EXTRAIT SOURCE —
++++++
Mais au fur et à mesure de l’audition, l’argumentaire placidement asséné par Luis Vassy a fait son chemin. « Tous les retours que j’ai depuis mon arrivée signalent un apaisement très sensible de l’ambiance. C’est le retour que j’ai des organisations étudiantes de Sciences Po, mais aussi des chargés d’enseignement […] Je ne veux pas nier les difficultés qu’il y a eu. Nous sommes scrutés par les médias, je ne le dis pas pour le regretter, cette attention nous oblige », a expliqué le nouveau directeur de l’IEP de Paris.
« Intransigeance » face à l’antisémitisme
Les sénateurs ont salué un « retour à la stabilité » de l’institution, selon les mots du rapporteur des crédits dédiés à l’Enseignement supérieur, Stéphane Piednoir (LR). Les rapporteurs de la mission d’information sur l’antisémitisme dans l’enseignement supérieur, Pierre-Antoine Lévi (centriste) et Bernard Fialaire (radical) sont aussi revenus sur les mesures mises en place face aux « incidents antisémites » identifiés à Sciences Po, faisant notamment référence à l’exclusion d’une étudiante de l’Union des Etudiants Juifs de France (UEJF) d’une conférence pro-Palestine en mars dernier (lire notre article). Une enquête interne avait abouti à la saisine de la section disciplinaire de Sciences Po pour huit élèves, notamment pour avoir occupé illégalement l’amphithéâtre Boutmy, tenu des discours « mettant gravement en cause l’institution » et « des propos discriminatoires à l’égard de l’Union des étudiants juifs de France (UEJF). »
À cet égard, Luis Vassy met en avant son « intransigeance » vis-à-vis de l’antisémitisme et estime avoir utilisé toutes les armes à sa disposition dans l’état actuel du droit pour prendre des mesures disciplinaires. « Je tiens à attirer l’attention du législateur sur un point : le président d’université n’a pas de pouvoir disciplinaire, il ne peut que saisir la section disciplinaire, constituée de manière paritaire [entre étudiants et enseignants] », a précisé d’emblée le directeur de Sciences Po. « Le temps des procédures disciplinaires est très long et donc il peut y avoir un élément de décalage entre la commission des faits et la réponse disciplinaire. En l’occurrence trois décisions disciplinaires ont été rendues, dont une m’a semblé trop faible. J’ai donc moi-même fait appel devant le juge administratif. Je le fais sans ciller lorsque j’estime avoir raison sur le fond » a-t-il poursuivi.
« Des partenaires privés importants reviennent à Sciences Po »
De même sur la tenue d’une conférence de l’eurodéputée LFI Rima Hassan, interdite par la direction de Sciences Po, qui avait d’abord été déjugée par le tribunal administratif de Paris avant que le Conseil d’Etat ne valide la décision d’annuler la conférence pour des motifs de troubles à l’ordre public. « Au-delà des sanctions disciplinaires, il y a des pouvoirs liés à la prévention des risques d’ordre public au sein de l’établissement, que j’ai utilisés pour exclure quatre étudiants de l’accès au campus à titre conservatoire. Ce ne sont pas des exclusions de l’établissement et ces mesures ont été levées après que les étudiants concernés m’ont garanti qu’ils respecteraient le règlement de la vie étudiante » a détaillé le directeur de Sciences Po.
++++++
ENREGISTREMENTS DE DONNÉES —
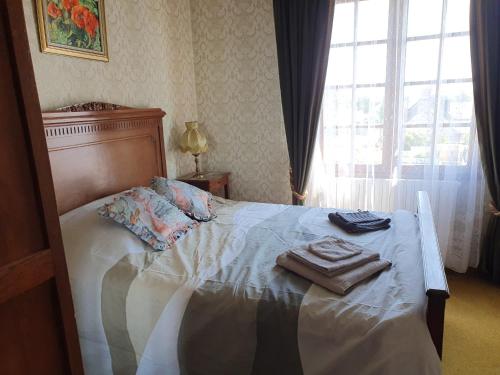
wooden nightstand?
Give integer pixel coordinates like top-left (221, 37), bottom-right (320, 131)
top-left (177, 172), bottom-right (231, 199)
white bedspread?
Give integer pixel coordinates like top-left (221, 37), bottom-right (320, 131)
top-left (61, 197), bottom-right (440, 375)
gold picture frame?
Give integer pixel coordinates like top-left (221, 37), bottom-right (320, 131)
top-left (36, 0), bottom-right (109, 62)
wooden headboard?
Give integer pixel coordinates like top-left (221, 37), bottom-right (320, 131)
top-left (42, 102), bottom-right (167, 215)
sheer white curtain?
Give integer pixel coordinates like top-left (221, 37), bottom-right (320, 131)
top-left (306, 0), bottom-right (485, 272)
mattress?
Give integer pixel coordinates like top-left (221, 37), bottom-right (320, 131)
top-left (61, 197), bottom-right (440, 375)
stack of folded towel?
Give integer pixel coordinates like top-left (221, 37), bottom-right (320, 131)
top-left (276, 237), bottom-right (391, 295)
top-left (328, 211), bottom-right (391, 233)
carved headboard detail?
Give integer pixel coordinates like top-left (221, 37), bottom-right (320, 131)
top-left (42, 102), bottom-right (167, 214)
top-left (56, 102), bottom-right (130, 112)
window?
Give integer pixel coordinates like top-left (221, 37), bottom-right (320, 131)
top-left (318, 0), bottom-right (473, 177)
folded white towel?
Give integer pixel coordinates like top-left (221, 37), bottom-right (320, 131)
top-left (276, 253), bottom-right (391, 295)
top-left (302, 236), bottom-right (365, 262)
top-left (288, 247), bottom-right (380, 277)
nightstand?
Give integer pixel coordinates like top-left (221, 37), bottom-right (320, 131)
top-left (177, 172), bottom-right (231, 199)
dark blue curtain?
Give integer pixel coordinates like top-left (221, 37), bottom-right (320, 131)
top-left (470, 0), bottom-right (500, 283)
top-left (274, 0), bottom-right (334, 204)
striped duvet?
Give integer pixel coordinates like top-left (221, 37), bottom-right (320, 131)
top-left (61, 198), bottom-right (440, 375)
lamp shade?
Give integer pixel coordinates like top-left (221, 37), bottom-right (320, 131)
top-left (181, 121), bottom-right (208, 155)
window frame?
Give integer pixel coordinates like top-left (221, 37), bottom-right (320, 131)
top-left (318, 0), bottom-right (474, 179)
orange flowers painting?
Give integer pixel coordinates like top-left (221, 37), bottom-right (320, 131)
top-left (37, 0), bottom-right (108, 61)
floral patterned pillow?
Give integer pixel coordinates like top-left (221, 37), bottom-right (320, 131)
top-left (98, 187), bottom-right (200, 250)
top-left (151, 177), bottom-right (217, 221)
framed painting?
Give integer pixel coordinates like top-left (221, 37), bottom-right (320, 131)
top-left (36, 0), bottom-right (109, 61)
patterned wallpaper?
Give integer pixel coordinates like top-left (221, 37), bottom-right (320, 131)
top-left (191, 0), bottom-right (291, 203)
top-left (23, 0), bottom-right (291, 203)
top-left (23, 0), bottom-right (197, 176)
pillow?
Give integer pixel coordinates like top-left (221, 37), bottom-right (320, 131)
top-left (98, 187), bottom-right (199, 250)
top-left (151, 177), bottom-right (217, 221)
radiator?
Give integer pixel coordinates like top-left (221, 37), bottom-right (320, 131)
top-left (307, 178), bottom-right (459, 259)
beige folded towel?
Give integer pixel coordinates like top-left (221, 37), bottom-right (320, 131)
top-left (288, 247), bottom-right (380, 277)
top-left (307, 236), bottom-right (365, 262)
top-left (276, 253), bottom-right (391, 295)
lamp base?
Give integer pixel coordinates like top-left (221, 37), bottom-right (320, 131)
top-left (191, 154), bottom-right (205, 178)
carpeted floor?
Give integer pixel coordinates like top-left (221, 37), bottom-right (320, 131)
top-left (443, 272), bottom-right (500, 375)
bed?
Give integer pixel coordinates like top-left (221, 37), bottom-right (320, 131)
top-left (43, 103), bottom-right (448, 374)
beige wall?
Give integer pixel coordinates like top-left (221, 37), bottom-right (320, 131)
top-left (23, 0), bottom-right (290, 203)
top-left (191, 0), bottom-right (291, 203)
top-left (23, 0), bottom-right (197, 176)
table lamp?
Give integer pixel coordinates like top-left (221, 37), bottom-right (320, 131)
top-left (181, 121), bottom-right (208, 177)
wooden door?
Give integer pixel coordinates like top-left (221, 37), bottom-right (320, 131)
top-left (0, 0), bottom-right (83, 374)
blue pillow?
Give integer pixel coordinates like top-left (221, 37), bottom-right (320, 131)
top-left (98, 187), bottom-right (199, 250)
top-left (151, 177), bottom-right (217, 221)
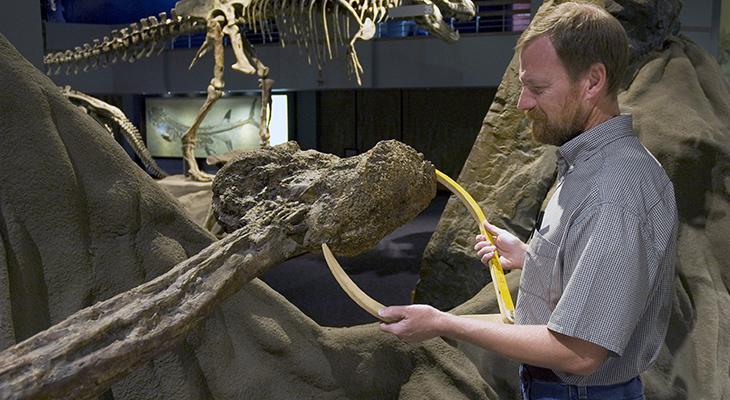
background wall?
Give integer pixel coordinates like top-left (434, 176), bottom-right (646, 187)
top-left (0, 0), bottom-right (722, 175)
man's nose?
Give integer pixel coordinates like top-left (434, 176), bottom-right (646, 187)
top-left (517, 87), bottom-right (535, 112)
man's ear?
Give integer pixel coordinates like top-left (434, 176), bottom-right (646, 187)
top-left (585, 63), bottom-right (608, 97)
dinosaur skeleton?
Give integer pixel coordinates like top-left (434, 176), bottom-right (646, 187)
top-left (44, 0), bottom-right (475, 181)
top-left (62, 86), bottom-right (167, 179)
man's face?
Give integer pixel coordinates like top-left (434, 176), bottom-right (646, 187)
top-left (517, 36), bottom-right (589, 146)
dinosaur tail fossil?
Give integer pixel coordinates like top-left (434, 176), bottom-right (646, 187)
top-left (62, 86), bottom-right (167, 179)
top-left (43, 9), bottom-right (205, 75)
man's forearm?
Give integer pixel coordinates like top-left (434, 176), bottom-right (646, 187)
top-left (438, 313), bottom-right (607, 375)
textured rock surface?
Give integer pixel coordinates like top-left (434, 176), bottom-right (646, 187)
top-left (213, 140), bottom-right (436, 255)
top-left (419, 2), bottom-right (730, 399)
top-left (0, 36), bottom-right (496, 400)
top-left (415, 0), bottom-right (681, 308)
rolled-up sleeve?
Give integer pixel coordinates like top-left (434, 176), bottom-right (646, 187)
top-left (548, 203), bottom-right (652, 356)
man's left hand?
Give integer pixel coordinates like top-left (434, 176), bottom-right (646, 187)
top-left (379, 304), bottom-right (445, 342)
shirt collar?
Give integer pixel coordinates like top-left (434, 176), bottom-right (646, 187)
top-left (558, 114), bottom-right (634, 166)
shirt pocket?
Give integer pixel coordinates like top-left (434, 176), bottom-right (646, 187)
top-left (520, 231), bottom-right (560, 309)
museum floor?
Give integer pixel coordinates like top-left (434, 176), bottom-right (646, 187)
top-left (262, 192), bottom-right (449, 326)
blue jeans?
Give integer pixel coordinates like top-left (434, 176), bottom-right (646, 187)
top-left (520, 366), bottom-right (644, 400)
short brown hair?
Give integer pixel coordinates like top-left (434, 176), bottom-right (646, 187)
top-left (515, 1), bottom-right (629, 94)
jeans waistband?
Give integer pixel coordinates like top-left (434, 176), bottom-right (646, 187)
top-left (522, 364), bottom-right (562, 383)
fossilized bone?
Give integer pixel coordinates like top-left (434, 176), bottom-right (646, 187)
top-left (61, 86), bottom-right (167, 179)
top-left (0, 141), bottom-right (436, 399)
top-left (44, 0), bottom-right (475, 181)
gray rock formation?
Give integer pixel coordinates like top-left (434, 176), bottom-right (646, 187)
top-left (417, 2), bottom-right (730, 399)
top-left (0, 36), bottom-right (496, 399)
top-left (213, 140), bottom-right (436, 256)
++++++
Pouvez-vous recopier mot pour mot, dans l'extrait sur l'audition du directeur de Sciences Po, tout ce qui va de « Mais au fur » jusqu'à « l’IEP de Paris. » ? Les enregistrements n'ont aucun rôle à jouer ici.

RÉPONSE ATTENDUE —
Mais au fur et à mesure de l’audition, l’argumentaire placidement asséné par Luis Vassy a fait son chemin. « Tous les retours que j’ai depuis mon arrivée signalent un apaisement très sensible de l’ambiance. C’est le retour que j’ai des organisations étudiantes de Sciences Po, mais aussi des chargés d’enseignement […] Je ne veux pas nier les difficultés qu’il y a eu. Nous sommes scrutés par les médias, je ne le dis pas pour le regretter, cette attention nous oblige », a expliqué le nouveau directeur de l’IEP de Paris.